**Requirements:**
(a) Reproduce verbatim the part of the forum thread on OAS traits and JSON Schema that begins at the words "I don't think" and stops after "usual validation rules.".
(b) From the forum thread on OAS traits and JSON Schema, list every term that either begins with a dollar sign or is written in camel case.

**Excerpted passage:**
____

So in the end, we formalized how annotations are collected, in order to make it easy to figure out that, if there are two values for title for a location in the instance, you can determine which value comes from what part of the schema. If you want to take the one that appears outside of a $ref, you can do that. If you want to combine them somehow, you can do that instead. etc.


So. The problem that OAS faces is that, since your document is composed of many different pieces with different rules for evaluating them, you cannot make use of all of the JSON Schema features that support modularity and re-use. So you need to come up with something else, and I guess that's $mixin.

If it is used in OAS but not allowed to impact schema objects, then I'm entirely fine with it.

If you decide to make it a feature of the OAS Schema Object, then I might as well give up on converging OAS Schema with JSON Schema. Although I would be open to handing JSON Schema over to this group (assuming the other project editors there agreed). I spent a year on this topic already and have what I consider very good and extensively researched reasons for not including such a thing in JSON Schema, and I have less than zero desire to revisit it.

But the possibility of handing it over is a sincere offer. I am finally (as of this week) making progress on getting draft-08 out the door. I will definitely finish that. I intend to do one more draft as several things need wrapping up. But if the community wants to go in a different direction I would not, at this point, mind being relieved of the responsibility. I can't speak for the other JSON Schema folks, though.

[EDIT: OK that got a little pessimistic at the end there didn't it? Sorry, it's been a rough week in JSON Schema land.]

tedepstein commented 5 years ago

@handrews , thanks for the detailed background, and sorry to hear that JSON Schema land has been rough. If that's tainting your perspective, maybe give it a little time and reconsider this conclusion in particular:

If you decide to make it a feature of the OAS Schema Object, then I might as well give up on converging OAS Schema with JSON Schema.

I don't think it's our intent to make it specifically a feature of OAS Schema Object. But it might be difficult, or just awkward, to insulate Schema Object from traits.

Could we think of traits (or mixins), and trait application, as a separate layer of processing, similar to a schema generator?

The intent is not to change what's considered a valid schema, a valid parameter, response, etc. The intent is to give users a consistent, generalized way of composing those objects through a purely mechanical (not semantic) and highly flexible form of composition. Validation takes place after traits have been applied, so the resulting objects have to comply with all of the usual validation rules.

This doesn't prevent someone from misusing traits as a replacement for better, more semantically rich and appropriately constrained JSON Schema affordances, like unevaluatedProperties, allOf, etc. But we can do our part to discourage this kind of misuse.

____

[Entries drawn from a collection]

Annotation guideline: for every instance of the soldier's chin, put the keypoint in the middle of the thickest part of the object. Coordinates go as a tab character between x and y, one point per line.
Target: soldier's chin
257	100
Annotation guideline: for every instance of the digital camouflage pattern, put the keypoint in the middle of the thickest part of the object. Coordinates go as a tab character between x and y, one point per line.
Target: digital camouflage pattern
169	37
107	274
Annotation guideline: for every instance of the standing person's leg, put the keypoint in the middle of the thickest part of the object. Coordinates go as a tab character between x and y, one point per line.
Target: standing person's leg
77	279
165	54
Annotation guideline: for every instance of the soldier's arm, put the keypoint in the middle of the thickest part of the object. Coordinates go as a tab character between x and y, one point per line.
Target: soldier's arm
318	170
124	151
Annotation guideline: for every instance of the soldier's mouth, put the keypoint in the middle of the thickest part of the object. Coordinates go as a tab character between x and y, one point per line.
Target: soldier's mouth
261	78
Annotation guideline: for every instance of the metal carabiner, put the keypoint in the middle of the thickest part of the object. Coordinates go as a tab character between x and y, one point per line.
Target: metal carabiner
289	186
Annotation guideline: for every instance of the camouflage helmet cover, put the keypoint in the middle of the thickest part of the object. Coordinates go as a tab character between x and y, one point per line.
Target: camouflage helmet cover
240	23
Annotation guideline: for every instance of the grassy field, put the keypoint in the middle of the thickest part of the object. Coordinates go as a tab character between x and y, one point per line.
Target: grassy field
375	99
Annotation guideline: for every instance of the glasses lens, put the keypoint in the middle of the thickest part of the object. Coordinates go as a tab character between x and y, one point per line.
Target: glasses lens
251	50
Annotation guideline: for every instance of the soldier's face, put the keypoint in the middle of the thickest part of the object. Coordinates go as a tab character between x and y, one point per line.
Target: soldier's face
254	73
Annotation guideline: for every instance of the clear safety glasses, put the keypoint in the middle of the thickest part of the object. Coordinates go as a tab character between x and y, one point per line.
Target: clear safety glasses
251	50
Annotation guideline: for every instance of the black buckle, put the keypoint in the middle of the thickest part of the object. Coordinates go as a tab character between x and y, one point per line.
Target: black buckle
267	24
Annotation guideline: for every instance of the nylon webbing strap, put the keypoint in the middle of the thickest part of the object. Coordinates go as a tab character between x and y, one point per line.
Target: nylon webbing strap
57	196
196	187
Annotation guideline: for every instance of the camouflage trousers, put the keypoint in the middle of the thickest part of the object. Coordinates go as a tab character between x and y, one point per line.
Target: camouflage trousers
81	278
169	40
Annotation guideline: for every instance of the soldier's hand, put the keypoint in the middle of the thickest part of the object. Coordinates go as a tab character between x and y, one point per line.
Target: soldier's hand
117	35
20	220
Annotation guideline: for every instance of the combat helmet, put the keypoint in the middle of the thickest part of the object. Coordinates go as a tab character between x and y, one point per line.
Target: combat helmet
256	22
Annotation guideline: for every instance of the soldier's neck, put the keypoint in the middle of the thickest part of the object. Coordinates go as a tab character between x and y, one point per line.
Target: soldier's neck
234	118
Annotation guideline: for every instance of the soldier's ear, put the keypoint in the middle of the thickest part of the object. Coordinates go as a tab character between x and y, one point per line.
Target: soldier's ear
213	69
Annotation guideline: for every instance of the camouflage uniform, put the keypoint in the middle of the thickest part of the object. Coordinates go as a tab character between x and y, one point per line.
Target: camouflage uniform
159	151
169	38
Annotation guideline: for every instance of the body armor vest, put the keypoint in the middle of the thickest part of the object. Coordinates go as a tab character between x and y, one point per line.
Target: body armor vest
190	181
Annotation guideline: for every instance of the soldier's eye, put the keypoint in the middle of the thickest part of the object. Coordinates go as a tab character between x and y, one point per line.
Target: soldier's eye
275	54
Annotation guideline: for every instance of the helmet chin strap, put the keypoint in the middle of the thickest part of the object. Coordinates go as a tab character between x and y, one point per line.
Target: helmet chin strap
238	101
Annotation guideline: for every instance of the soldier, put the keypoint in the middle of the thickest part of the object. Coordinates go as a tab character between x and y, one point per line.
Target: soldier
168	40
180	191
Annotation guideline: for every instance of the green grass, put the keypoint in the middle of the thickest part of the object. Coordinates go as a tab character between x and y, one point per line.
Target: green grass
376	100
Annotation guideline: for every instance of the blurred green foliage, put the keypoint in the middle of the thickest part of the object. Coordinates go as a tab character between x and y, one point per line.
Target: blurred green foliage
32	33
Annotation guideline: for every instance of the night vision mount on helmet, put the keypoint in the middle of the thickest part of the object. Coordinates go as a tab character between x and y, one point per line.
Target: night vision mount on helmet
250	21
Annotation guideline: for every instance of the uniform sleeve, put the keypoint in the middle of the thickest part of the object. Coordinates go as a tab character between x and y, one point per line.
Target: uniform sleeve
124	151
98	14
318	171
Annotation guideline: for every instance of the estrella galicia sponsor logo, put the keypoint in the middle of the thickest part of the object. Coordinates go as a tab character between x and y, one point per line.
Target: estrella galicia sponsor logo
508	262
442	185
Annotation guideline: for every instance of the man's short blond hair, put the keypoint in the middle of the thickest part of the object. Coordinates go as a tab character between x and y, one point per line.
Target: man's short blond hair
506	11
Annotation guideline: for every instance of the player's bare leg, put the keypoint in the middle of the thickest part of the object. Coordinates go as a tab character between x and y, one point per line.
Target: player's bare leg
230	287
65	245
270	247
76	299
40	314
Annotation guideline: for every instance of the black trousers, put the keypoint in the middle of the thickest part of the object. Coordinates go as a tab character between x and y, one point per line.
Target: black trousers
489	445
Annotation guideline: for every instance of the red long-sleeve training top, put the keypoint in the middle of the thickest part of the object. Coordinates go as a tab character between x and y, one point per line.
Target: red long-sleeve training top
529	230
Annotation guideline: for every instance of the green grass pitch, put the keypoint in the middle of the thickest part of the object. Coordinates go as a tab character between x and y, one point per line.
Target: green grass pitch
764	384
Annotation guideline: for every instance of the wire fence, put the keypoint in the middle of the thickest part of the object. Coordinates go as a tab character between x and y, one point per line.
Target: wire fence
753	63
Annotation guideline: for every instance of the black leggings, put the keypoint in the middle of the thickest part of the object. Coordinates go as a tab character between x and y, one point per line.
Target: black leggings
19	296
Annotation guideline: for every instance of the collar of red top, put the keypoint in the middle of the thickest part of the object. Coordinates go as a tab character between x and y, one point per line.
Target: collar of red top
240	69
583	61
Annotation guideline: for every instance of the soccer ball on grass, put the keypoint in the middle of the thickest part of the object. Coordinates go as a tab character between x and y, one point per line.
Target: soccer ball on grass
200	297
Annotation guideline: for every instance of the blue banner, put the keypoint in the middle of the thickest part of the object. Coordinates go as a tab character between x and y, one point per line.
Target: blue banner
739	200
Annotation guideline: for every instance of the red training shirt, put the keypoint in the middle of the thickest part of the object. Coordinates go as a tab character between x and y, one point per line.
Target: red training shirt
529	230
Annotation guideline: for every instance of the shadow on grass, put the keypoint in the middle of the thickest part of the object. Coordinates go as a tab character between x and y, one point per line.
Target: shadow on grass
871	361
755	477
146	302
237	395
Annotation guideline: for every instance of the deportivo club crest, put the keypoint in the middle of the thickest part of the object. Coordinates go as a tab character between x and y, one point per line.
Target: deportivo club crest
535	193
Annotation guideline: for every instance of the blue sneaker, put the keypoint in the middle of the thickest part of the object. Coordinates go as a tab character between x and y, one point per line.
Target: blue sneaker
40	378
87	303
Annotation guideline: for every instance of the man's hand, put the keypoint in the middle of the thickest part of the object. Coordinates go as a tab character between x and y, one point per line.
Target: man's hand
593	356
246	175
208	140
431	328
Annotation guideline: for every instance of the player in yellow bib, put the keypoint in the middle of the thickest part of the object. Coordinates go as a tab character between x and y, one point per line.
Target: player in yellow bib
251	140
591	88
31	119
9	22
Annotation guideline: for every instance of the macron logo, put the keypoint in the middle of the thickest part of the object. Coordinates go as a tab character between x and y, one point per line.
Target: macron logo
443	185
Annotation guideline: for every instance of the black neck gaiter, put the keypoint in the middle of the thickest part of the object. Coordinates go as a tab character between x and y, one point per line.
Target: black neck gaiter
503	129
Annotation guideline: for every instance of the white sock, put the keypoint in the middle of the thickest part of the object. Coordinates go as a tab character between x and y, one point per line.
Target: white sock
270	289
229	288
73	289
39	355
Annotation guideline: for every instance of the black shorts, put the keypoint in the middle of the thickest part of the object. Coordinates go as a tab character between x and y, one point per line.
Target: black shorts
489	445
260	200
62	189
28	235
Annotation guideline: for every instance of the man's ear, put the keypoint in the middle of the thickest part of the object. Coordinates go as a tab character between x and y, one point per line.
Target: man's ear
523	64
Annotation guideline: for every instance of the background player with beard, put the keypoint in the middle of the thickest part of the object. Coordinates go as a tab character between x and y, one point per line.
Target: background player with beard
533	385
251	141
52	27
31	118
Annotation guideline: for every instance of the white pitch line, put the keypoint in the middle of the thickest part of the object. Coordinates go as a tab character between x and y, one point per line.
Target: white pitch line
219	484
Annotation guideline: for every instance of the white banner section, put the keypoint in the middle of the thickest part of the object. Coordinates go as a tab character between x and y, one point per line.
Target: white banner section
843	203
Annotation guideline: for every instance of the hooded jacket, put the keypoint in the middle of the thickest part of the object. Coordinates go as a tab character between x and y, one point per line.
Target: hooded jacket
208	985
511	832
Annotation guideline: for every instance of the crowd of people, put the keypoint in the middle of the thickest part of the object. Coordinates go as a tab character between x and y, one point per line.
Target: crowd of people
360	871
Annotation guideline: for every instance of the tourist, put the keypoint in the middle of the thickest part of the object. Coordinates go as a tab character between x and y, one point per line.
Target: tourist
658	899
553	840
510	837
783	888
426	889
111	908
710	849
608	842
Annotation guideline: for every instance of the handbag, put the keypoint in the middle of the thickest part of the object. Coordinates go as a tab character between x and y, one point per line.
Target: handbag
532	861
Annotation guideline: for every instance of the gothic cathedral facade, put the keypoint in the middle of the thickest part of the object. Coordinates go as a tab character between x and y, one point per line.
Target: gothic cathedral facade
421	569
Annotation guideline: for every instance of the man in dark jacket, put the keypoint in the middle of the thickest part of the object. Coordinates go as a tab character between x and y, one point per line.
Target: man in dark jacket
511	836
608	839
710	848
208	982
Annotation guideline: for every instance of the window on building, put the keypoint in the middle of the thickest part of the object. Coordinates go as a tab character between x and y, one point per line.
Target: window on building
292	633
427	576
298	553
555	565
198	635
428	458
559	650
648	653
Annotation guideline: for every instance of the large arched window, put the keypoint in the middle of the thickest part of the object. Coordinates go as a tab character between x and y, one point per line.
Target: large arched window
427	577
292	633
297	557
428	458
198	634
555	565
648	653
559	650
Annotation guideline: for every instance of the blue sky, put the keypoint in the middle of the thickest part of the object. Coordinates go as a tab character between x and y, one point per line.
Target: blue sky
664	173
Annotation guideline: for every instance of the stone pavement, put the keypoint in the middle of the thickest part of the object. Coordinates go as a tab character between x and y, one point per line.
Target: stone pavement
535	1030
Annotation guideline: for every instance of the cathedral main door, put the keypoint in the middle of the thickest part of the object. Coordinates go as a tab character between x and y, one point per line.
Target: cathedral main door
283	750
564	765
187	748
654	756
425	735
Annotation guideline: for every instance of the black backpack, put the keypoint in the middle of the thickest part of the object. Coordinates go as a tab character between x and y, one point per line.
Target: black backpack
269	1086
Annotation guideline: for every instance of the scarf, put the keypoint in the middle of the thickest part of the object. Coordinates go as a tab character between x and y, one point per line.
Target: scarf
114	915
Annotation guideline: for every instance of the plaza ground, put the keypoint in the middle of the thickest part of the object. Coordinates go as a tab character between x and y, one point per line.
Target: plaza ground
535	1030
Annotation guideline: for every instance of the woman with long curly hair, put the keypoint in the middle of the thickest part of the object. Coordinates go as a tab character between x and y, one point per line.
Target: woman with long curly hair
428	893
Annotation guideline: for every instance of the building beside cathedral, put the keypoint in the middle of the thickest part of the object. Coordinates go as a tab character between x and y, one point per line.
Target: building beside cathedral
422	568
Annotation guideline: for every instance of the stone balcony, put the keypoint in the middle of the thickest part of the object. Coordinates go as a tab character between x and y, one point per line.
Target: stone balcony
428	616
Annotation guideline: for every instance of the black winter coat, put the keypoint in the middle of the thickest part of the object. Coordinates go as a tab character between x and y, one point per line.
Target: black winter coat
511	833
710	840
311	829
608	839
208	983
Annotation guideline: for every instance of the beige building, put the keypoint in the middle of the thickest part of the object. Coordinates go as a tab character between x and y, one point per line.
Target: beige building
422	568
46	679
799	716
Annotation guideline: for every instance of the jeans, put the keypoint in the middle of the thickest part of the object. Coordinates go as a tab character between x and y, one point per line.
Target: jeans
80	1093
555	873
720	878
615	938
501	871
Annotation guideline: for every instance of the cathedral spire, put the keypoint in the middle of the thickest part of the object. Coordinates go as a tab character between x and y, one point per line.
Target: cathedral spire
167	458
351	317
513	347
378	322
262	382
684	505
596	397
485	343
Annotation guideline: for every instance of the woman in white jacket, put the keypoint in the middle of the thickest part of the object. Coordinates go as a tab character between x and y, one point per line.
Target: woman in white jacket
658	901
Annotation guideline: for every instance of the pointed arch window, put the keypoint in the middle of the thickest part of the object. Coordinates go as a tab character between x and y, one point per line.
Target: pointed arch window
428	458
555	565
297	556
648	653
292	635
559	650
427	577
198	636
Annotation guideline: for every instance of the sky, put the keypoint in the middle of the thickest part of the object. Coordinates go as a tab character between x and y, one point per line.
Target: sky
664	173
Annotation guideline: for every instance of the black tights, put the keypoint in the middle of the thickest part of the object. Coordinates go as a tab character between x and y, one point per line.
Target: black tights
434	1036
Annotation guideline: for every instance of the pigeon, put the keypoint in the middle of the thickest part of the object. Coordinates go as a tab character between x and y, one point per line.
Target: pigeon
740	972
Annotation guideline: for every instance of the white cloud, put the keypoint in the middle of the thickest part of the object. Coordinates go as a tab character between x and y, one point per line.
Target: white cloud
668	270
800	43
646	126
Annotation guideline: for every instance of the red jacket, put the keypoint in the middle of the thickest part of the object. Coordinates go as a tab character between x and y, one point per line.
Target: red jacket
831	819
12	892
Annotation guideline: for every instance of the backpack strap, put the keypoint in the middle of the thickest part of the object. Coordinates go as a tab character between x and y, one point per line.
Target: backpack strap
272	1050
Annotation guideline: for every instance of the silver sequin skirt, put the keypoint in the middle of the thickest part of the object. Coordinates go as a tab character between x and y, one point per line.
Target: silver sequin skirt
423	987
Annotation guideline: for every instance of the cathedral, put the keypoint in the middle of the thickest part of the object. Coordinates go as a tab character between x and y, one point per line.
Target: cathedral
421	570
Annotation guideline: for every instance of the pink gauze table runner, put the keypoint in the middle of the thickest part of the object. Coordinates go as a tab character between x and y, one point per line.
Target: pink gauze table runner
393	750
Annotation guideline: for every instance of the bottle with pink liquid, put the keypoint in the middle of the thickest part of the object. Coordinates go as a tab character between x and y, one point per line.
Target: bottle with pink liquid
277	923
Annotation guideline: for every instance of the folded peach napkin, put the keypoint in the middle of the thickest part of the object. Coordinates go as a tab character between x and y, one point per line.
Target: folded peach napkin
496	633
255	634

____

**Results by task:**
(a)
I don't think it's our intent to make it specifically a feature of OAS Schema Object. But it might be difficult, or just awkward, to insulate Schema Object from traits.

Could we think of traits (or mixins), and trait application, as a separate layer of processing, similar to a schema generator?

The intent is not to change what's considered a valid schema, a valid parameter, response, etc. The intent is to give users a consistent, generalized way of composing those objects through a purely mechanical (not semantic) and highly flexible form of composition. Validation takes place after traits have been applied, so the resulting objects have to comply with all of the usual validation rules.

(b)
$ref
$mixin
unevaluatedProperties
allOf